SEC issues rules on mgmt of pre-need firms trust funds
January 3, 2007 | 12:00am
The Securities and Exchange Commission (SEC) has issued new guidelines on the establishment and management of the trust funds of pre-need companies to ensure adequate protection of planholders.
The SEC said the guidelines are intended to ensure the liquidity of the trust fund and guarantee the delivery of the benefits provided for under the contract.
Based on the new rules, no less than 10 percent of the net value of the trust fund assets per type of plan shall be set aside as a liquidity reserve to cover the benefits due to the planholder during the ensuing year unless the actuary determines otherwise.
In view of this, pre-need firms are required to submit to the trustee a list of fully paid plans maturing during the year on or before the 15th day of the first month of the fiscal companys fiscal year.
Pre-need firms are also required to submit to the SEC a five-year cash flow projection on how to fund these benefit obligations from its liquid trust fund assets on an annual basis on or before the end of the first month of the fiscal year.
The liquidity reserve fund is composed of assets in the trust fund that are easily convertible to cash. Instruments that qualify as investments for the liquidity reserve fund include short-term government securities, peso savings or time deposits, unit investment trust fund, local mutual funds and listed equities.
A monthly report of the trust fund shall be submitted by the trustee to the trustor and the SEC within 20 days after the end of each month. This should include a balance sheet, income statement, return on investment computation schedule, schedule of earning assets, investment activity report, and trustees certificate on trust fund balance.
The trust fund must be established independently with the trust department of a trust company, bank or investment house doing business in the Philippines and authorized to perform trust and other fiduciary functions by the central bank, the SEC said.
No trust entity shall administer a trust fund established by a pre-need company which is a subsidiary or affiliate of such trust entity.
The trust agreement shall be submitted to the SEC for approval and contain the following provisions: the manner in which the trust fund is to be operated; investment powers of the trustee with respect to trust deposits; auditing and settlement of accounts of the trustee with respect to the fund; valuation standards and disclosure requirements of the trust fund, basis upon which the fund may be terminated, provisions for withdrawal of the fund; and provision that the trustee shall submit to the power of the SEC to examine and verify the trust fund.
The investment of the trust funds of a pre-need company in fixed-income securities shall not be less than 10 percent of the trust fund equity.
The maximum exposure to commercial papers shall not exceed 15 percent of the total trust fund equity while the exposure to each commercial paper issuer shall not exceed 10 percent of the allocated amount.
Investments in equities shall be limited to preferred or common stocks listed on the main board of the Philippine Stock Exchange. These investments shall include stocks issued by companies that are financially stable, actively traded and possess good prospects of growth in major business activity. The amount to be allocated for this purpose shall not exceed 25 percent of the total trust fund while the investment in any particular issue shall not exceed 10 percent of the allocated amount.
Investments in real estate, on the other hand, should not exceed 10 percent of the total trust fund. These investments shall be limited to income generating property located in strategic areas of cities.

**EXTRACTED ENTRIES**
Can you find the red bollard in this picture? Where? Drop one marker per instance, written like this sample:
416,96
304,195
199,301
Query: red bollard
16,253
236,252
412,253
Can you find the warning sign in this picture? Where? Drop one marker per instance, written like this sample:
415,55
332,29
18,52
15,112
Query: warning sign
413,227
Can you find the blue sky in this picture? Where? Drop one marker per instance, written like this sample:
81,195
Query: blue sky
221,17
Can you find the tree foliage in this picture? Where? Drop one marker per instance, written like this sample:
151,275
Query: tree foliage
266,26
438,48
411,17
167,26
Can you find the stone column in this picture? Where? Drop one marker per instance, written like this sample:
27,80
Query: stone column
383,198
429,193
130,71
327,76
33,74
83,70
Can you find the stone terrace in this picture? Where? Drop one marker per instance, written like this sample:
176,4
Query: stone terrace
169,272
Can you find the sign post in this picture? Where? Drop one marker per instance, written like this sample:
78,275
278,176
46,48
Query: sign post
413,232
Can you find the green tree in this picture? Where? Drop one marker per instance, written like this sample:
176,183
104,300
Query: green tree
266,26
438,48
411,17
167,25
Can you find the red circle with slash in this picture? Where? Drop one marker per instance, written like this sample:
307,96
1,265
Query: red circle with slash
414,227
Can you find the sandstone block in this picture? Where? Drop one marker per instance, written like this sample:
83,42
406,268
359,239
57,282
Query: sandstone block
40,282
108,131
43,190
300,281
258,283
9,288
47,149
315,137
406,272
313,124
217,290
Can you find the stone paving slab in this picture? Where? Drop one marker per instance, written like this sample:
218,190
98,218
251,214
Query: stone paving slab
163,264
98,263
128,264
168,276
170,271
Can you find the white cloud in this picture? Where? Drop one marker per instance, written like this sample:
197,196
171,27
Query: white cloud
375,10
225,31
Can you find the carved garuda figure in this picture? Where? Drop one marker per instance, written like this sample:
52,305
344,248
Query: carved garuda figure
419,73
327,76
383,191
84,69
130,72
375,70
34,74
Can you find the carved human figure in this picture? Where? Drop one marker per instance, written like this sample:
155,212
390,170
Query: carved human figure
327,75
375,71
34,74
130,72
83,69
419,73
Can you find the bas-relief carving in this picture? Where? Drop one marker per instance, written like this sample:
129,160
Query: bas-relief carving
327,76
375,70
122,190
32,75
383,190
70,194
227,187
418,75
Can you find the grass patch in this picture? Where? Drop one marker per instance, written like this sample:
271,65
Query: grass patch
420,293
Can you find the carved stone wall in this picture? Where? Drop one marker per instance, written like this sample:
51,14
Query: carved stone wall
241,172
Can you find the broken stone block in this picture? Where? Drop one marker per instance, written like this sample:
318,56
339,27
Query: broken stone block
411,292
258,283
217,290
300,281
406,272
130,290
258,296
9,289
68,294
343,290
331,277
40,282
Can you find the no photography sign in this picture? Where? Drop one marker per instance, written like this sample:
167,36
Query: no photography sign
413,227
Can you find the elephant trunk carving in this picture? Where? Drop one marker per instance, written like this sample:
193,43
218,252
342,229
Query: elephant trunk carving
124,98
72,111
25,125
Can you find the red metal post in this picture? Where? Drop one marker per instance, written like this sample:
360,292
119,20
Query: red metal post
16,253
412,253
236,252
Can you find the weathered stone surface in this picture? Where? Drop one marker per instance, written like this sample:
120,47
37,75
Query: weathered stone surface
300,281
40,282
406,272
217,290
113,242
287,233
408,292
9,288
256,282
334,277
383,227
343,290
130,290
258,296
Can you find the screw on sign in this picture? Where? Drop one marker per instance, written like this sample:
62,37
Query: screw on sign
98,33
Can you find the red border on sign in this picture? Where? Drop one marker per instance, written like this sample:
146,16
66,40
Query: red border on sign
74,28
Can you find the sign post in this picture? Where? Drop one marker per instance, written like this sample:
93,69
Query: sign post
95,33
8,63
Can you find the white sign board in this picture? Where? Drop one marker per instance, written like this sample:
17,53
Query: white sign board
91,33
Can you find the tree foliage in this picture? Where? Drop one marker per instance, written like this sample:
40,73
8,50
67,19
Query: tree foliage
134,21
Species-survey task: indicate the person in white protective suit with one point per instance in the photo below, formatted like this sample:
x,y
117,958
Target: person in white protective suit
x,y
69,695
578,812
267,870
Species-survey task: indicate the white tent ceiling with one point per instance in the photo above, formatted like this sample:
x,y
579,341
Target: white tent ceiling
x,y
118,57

**WRITTEN INSTRUCTION**
Extend the article on the SEC's trust fund rules for pre-need companies, beginning right after its final sentence about real estate investments.

**EXERCISE RESULT**
The property shall be appraised every three years by a licensed real estate appraiser and accredited by the SEC to reflect the increase or decrease in the value of the property.
Pre-need firms may also invest in instruments issued by foreign institutions provided the transaction is done locally and that the value of investment shall not exceed 15 percent of the total trust fund equity.
Among these instruments include those issued by the government of any foreign country with a credit rating that is at least at par with the rating of the Republic of the Philippines bonds, and mutual funds with positive fund performance for the past three years.
The SEC said the guidelines are intended to ensure the liquidity of the trust fund and guarantee the delivery of the benefits provided for under the contract.
Based on the new rules, no less than 10 percent of the net value of the trust fund assets per type of plan shall be set aside as a liquidity reserve to cover the benefits due to the planholder during the ensuing year unless the actuary determines otherwise.
In view of this, pre-need firms are required to submit to the trustee a list of fully paid plans maturing during the year on or before the 15th day of the first month of the fiscal companys fiscal year.
Pre-need firms are also required to submit to the SEC a five-year cash flow projection on how to fund these benefit obligations from its liquid trust fund assets on an annual basis on or before the end of the first month of the fiscal year.
The liquidity reserve fund is composed of assets in the trust fund that are easily convertible to cash. Instruments that qualify as investments for the liquidity reserve fund include short-term government securities, peso savings or time deposits, unit investment trust fund, local mutual funds and listed equities.
A monthly report of the trust fund shall be submitted by the trustee to the trustor and the SEC within 20 days after the end of each month. This should include a balance sheet, income statement, return on investment computation schedule, schedule of earning assets, investment activity report, and trustees certificate on trust fund balance.
The trust fund must be established independently with the trust department of a trust company, bank or investment house doing business in the Philippines and authorized to perform trust and other fiduciary functions by the central bank, the SEC said.
No trust entity shall administer a trust fund established by a pre-need company which is a subsidiary or affiliate of such trust entity.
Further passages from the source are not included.